Исходный текст
++++++++++

Однако многие египтологи такую возможность не допускают. «Трудно было бы ожидать, чтобы рядом с таким самовластным и целеустремленным властителем могло стоять какое-либо другое венценосное лицо и оказывать направляющее влияние на ход государственной жизни», — писал один из крупнейших русских египтологов именно этого периода Ю. Перепелкин. По предположению других, в сознании Эхнатона выдвинутый им бог Атон — породитель всего живого — был как бы двуполым, поэтому сам Эхнатон олицетворял в нем мужское начало, а Нефертити — женское. Отсюда и распространившиеся на нее «привилегии» фараона. Третьи считали, что это произошло позднее, в Ахетатоне, в Фивах же Эхнатон считал себя воплощением Ра на Земле, а жену — его супруги Хатхор. Ведь одна из ипостасей Хатхор называлась именно Прекрасная пришла — Нефертити. Наконец, ни сама Нефертити, ни муж ее не только никогда не били пленных врагов дубинами, они и пленных-то за всю жизнь ни разу не видели, а от врагов старались держаться на почтительном расстоянии или делать вид, что при власти всемогущего Атона врагов просто быть не может.

Но даже если мы допустим, что до переезда в Ахетатон Нефертити действительно имела большое влияние и руководила Эхнатоном в идеологической борьбе, то едва ладьи отчалили от пристани Фив и последний жрец Амона скрылся из вида, Эхнатон показал жене, «кто в доме хозяин». В одной из надписей он говорит:

«Услаждается сердце мое женой царевой да детьми ее. Да дастся состариться жене царевой великой Нефер-нефре-Атон Нефертити — жива она вечно вековечно!.. И была бы она под рукой фараона — жив он, цел и невредим! Да дастся состариться дочери царевой Меритатон и дочери царевой Макетатон, ее детям… были бы они под рукой жены царевой, их матери, вечно вековечно!»

Вот так, одной надписью фараон расписал все функциональные обязанности супруги. Участь Нефертити — любовь мужа, место — семья. Правда, позднее она была обожествлена, и Эхнатон даже присвоил ей титул «госпожа земли до края ее», но это было лишь вынужденным следствием его титула — «господин земли до края ее».

Небосклон Атона и Нефертити

Чтобы осуществить задуманное в детстве и распределять портянки на государственном уровне, Ленину пришлось стать коммунистическим царем. Эхнатон был царем. Власть, которую Ильич зарабатывал горбом, Эхнатон получил даром по наследству. К тому же он не ставил перед собой ленинских задач: не имело смысла обобществлять все в стране, которая и так принадлежала ему. Правда, к храмам Эхнатон относился как Ильич к церкви. На этом их сходство и кончается, хотя именно оно основополагающее в обоих учениях — атонизме и марксизме.

++++++++++

Исходный фрагмент
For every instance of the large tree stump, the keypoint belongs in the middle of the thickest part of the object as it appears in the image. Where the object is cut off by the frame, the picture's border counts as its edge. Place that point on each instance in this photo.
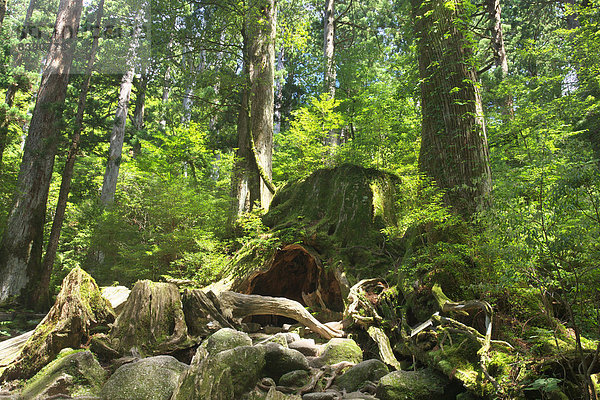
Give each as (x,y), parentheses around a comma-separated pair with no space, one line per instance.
(78,309)
(152,321)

++++++++++

Что нужно сделать
1 – Замените в тексте об Эхнатоне и Нефертити «Ильич» на «Ленин» и перепишите всё от слов «Вот так, одной» вниз до слов «атонизме и марксизме.».
2 – Определите, согласуются ли с текстом об Эхнатоне и Нефертити следующие утверждения. Ответьте «да» или «нет» и приведите решающие слова текста в точной цитате.
(a) Ю. Перепелкин был одним из крупнейших русских египтологов.
(b) Нефертити и Эхнатон били пленных врагов дубинами.
(c) Эхнатон получил власть по наследству.
3 – Допишите следующую часть текста об Эхнатоне и Нефертити, начав сразу после его последнего предложения.
Эти строки для работы не понадобятся.

Полученные ответы
1 –
Вот так, одной надписью фараон расписал все функциональные обязанности супруги. Участь Нефертити — любовь мужа, место — семья. Правда, позднее она была обожествлена, и Эхнатон даже присвоил ей титул «госпожа земли до края ее», но это было лишь вынужденным следствием его титула — «господин земли до края ее».

Небосклон Атона и Нефертити

Чтобы осуществить задуманное в детстве и распределять портянки на государственном уровне, Ленину пришлось стать коммунистическим царем. Эхнатон был царем. Власть, которую Ленин зарабатывал горбом, Эхнатон получил даром по наследству. К тому же он не ставил перед собой ленинских задач: не имело смысла обобществлять все в стране, которая и так принадлежала ему. Правда, к храмам Эхнатон относился как Ленин к церкви. На этом их сходство и кончается, хотя именно оно основополагающее в обоих учениях — атонизме и марксизме.

2 –
(a) Да: «один из крупнейших русских египтологов именно этого периода Ю. Перепелкин».
(b) Нет: «ни сама Нефертити, ни муж ее не только никогда не били пленных врагов дубинами».
(c) Да: «Эхнатон получил даром по наследству».

3 –
Вернувшись из разведки, в которой фараон расставил пограничные стелы и освятил Небосклон Атона, Эхнатон развил кипучую деятельность. Он спешил, потому что в его планах значилась постройка еще двух Ахетатонов: второго в Нубии, а третьего — либо в Палестине, либо в Сирии. Со всего Египта сзывали («отказников» сгоняли) архитекторов, каменотесов, скульпторов, художников, ремесленников и рабочих всех мастей. Еще живой, но уже сломленный собственным бессилием и ничегонеделаньем папа Аменхотеп III, оказавшийся «фальшивым» (настоящий-то — бог Атон!), смотрел на дурачества сына с укоризной, но активно не вмешивался. Ему даже нравилось, что мятежный ребенок съедет со двора: ведь Эхнатон обещал не трогать Амона и других богов Египта, его цель лишь вернуть триаде солнечных богов (Ра, Гору и Ахту), предстающих ныне в едином облике Атона, их поколебленное Амоном величие.

Построить город за два-три года площадью 100 кв. км для древних египтян не составляло большого труда. У них уже был опыт постройки пирамид, которые и при помощи современной техники возвести ничуть не быстрее. И точно (почти по Маяковскому), прошло не так уж много времени, а из любви к фараону верноподданные на голом [20] египетском энтузиазме возвели самый настоящий город-сад с храмами, дворцами, усадьбами, домами, официальными учреждениями, складами, конюшнями, торговыми рядами и мастерскими. Попутно были вырыты колодцы, разбиты пруды, проведены каналы и улицы, привезены деревья с землей и каждое посажено в персональную кадку. Руководили всеми работами царские зодчие, которые нам известны поименно, так как фараон за их усердие пожаловал их собственными гробницами в горах Ахетатона — Пареннефер, Май (тот самый, что раньше просил хлеба), Бек, Туту, Хатиаи, Маанахтутеф.

Камень на постройки везли с самых дальних рубежей Египта: гранит из Асуана, алебастр — из Хатнуба, песчаник — из Сильсилэ. Но так как времени было мало, да и людей не густо, то большую часть города возвели не из камня, а из кирпича-сырца, лишь снаружи облицовав главные здания камнем. На ходу же приходилось, придумывать новые мотивы декора, угодного Атону. Как правило, это были пейзажи, из которых наиболее примечателен вид пробуждающейся и ликующей природы — растений и животных, приветствующих появление на востоке Атона. Но с заданием мастера справились.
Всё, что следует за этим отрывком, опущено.